--- START The data ---
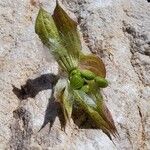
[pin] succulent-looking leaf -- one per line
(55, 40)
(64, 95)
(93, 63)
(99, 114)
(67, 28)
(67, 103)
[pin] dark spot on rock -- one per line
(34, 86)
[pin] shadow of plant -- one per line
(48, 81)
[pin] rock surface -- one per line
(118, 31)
--- END The data ---
--- START The data ---
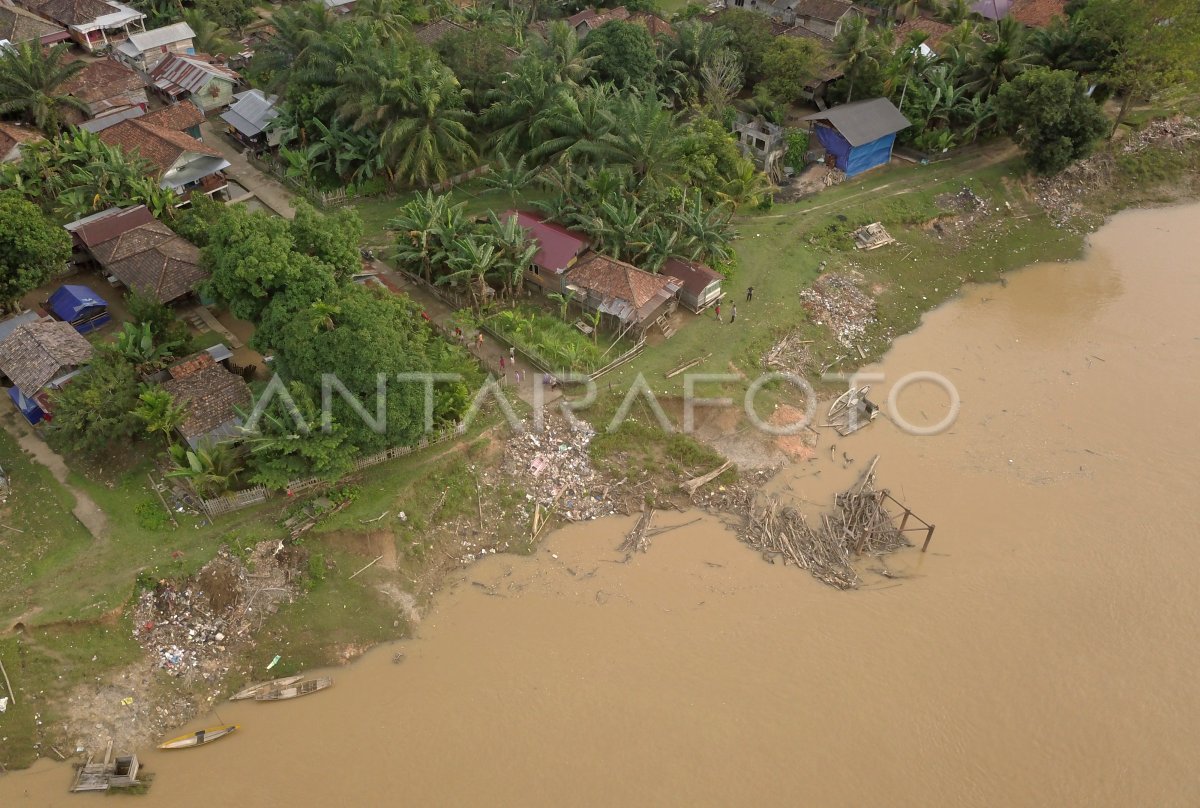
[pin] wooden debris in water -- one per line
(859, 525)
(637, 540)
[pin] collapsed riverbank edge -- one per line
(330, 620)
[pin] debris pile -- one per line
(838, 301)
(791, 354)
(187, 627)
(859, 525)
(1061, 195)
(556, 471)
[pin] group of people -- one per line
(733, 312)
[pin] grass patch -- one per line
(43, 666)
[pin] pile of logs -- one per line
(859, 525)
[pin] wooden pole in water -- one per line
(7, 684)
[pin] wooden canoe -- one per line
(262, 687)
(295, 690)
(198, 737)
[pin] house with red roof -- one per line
--- END The data ---
Replace "wooden" with "timber" in everything from the line containing "[pin] grass patch -- one per line" down to the line containing "[pin] house with red roof -- one per line", changing nothing else. Return only those lines.

• **Result for this exercise**
[pin] grass patch -- one per line
(43, 666)
[pin] pile of logs -- one per line
(859, 525)
[pin] timber pole in water -- one per line
(7, 684)
[pin] timber canoe -- one per line
(262, 687)
(295, 690)
(198, 737)
[pin] house with red roof -- one per line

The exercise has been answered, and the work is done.